_Tasks_
1. In the blog posts about text decay and Facebook, what does Tim Wess's work look at?
2. Carry the blog posts about text decay and Facebook forward from their last sentence.

_Reading text_

##############################

Friday, September 14, 2007

Text decay


faded
I began photographing these corroded gateposts a while back. But it only occurred to me when I heard about Tim Wess’s work - which is looking at ways of dating and preserving ancient parchment - that I realised how fascinating the whole area of text decay can be. Tim uses a technique called ‘synchrotron radiation’…. and that sounds like serious science. Apparently, scrolls suffer a lot of wear and tear at the beginning an end – in other words just where they are most frequently handled. In contrast I think the text decay on my gateposts is just down to the elements. Recently, working on the second edition of an article, I tried to access the original stored on one of those 3 inch floppies. When I finally located the disk drive I found I still couldn’t access anything readable. I suppose technically speaking that’s not text decay – it’s inability to access the information that creates the text, but the net result is the same. Anyway as we move into the area of text repair there’s all sorts of ideas around, including treating CD scratches with bananas.

Wednesday, September 12, 2007

And now


Restaurant
My colleague Will Reader has been getting a lot of attention for his work on social networking sites. The headline - that sites like Facebook don’t deepen friendships – isn’t particularly startling. What is more interesting is the way in which online social networking has gained popularity – that and its role in thickening existing social ties (Barry Wellman has been saying this for a while). Thickening, in the sense that I use it, doesn’t equate with ‘depth’ but merely points to the fact that social networking is additive, bridging online and offline worlds. (Thanks to Ed for the photograph).

Tuesday, September 11, 2007

Happy New Year!

Facebook seems to be sweeping the board in the popularity-stakes on both sides of Atlantic. On Fade to Play, Phillip Jeffrey advertises his UBC seminar (today) in the following way: “Facebook is a social utility originally launched in 2004 by Harvard University undergraduates exclusively for students. Facebook has over 35 million active users ( 3.3 million in Canada) and 68% log-in daily. It has become a primary tool among students for communication, information sharing, and for organising events among their real-world friends. The phrase “I’ll facebook you” is a regular part of student vernacular.” People of all ages seem to be getting active on Facebook, but my sense is that the late teens to late twenties are the most active users in the UK. Oh…and I nearly forgot it’s New Year’s Day in Ethiopia!

##############################

_Listed records_
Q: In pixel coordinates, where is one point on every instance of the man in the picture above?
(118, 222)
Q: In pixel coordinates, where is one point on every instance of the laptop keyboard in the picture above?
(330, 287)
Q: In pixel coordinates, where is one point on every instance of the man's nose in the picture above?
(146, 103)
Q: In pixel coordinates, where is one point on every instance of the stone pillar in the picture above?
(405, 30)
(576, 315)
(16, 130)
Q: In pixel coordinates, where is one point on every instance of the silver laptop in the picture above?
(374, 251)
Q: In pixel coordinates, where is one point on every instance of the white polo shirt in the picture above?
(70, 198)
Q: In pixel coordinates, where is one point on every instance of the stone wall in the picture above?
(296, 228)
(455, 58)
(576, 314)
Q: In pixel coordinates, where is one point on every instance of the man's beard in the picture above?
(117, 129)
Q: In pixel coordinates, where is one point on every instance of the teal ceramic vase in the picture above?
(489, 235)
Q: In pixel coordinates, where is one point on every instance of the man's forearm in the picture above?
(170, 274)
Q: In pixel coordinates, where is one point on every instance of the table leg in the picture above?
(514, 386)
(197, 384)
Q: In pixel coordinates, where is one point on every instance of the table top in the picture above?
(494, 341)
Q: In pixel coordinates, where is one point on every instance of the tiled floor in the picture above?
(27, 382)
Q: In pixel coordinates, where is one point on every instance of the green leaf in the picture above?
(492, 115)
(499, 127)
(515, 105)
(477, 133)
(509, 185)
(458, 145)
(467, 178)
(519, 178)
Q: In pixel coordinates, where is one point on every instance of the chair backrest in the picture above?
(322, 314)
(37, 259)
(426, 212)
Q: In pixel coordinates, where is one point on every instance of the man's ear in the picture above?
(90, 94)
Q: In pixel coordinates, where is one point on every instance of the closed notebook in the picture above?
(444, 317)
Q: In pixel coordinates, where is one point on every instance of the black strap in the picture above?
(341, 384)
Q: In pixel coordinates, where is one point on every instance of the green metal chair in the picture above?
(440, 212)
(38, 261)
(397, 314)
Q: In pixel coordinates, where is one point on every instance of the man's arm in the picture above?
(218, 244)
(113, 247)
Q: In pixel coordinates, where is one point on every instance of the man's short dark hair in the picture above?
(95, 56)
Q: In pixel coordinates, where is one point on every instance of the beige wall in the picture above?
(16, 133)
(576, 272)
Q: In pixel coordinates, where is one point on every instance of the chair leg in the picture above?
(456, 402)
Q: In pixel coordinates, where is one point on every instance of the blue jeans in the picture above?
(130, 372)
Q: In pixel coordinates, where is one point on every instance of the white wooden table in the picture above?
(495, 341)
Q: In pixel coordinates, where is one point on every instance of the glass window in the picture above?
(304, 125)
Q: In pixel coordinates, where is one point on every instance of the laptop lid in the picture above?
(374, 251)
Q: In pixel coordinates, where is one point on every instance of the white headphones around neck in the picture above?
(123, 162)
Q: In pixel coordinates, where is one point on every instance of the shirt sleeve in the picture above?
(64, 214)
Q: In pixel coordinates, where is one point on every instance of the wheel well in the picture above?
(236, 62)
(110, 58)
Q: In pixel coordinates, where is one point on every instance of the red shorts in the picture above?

##############################

_Numbered answers_
1. Ways of dating and preserving ancient parchment.

2.
Monday, September 10, 2007

Lists, ranking, attention etc


appraising
The tendency to reduce stuff to lists and top tens is an interesting cultural phenomenon. You get endless TV shows that garner views on things like the best movies of 1986, newspapers with top-selling hardback non-fiction, and radio shows of greatest glam-rock hits. This sort of list fever often mutates through the web as a meme - ‘my 5 favourite things’ and variations on this theme. Sometimes I find these quite challenging – if someone asks me what my favourite movie is, I go…depends what genre, what language or what mood I’m in (although I must say it’s usually ‘Letter from Unknown Woman’ – Max Ophuls never did better). I was discussing this with someone the other day who said “Yes, but what someone chooses is so telling.’ Well, that’s interesting and I’m almost persuaded, but when you aggregate this into the nation’s favourite movie it tends to get less meaningful. Nevertheless who’s consuming what is important information and although it’s embarrassing to confess so openly I have been watching the usage statistics on e-learning and got a rush of pride to see Digikids at number one.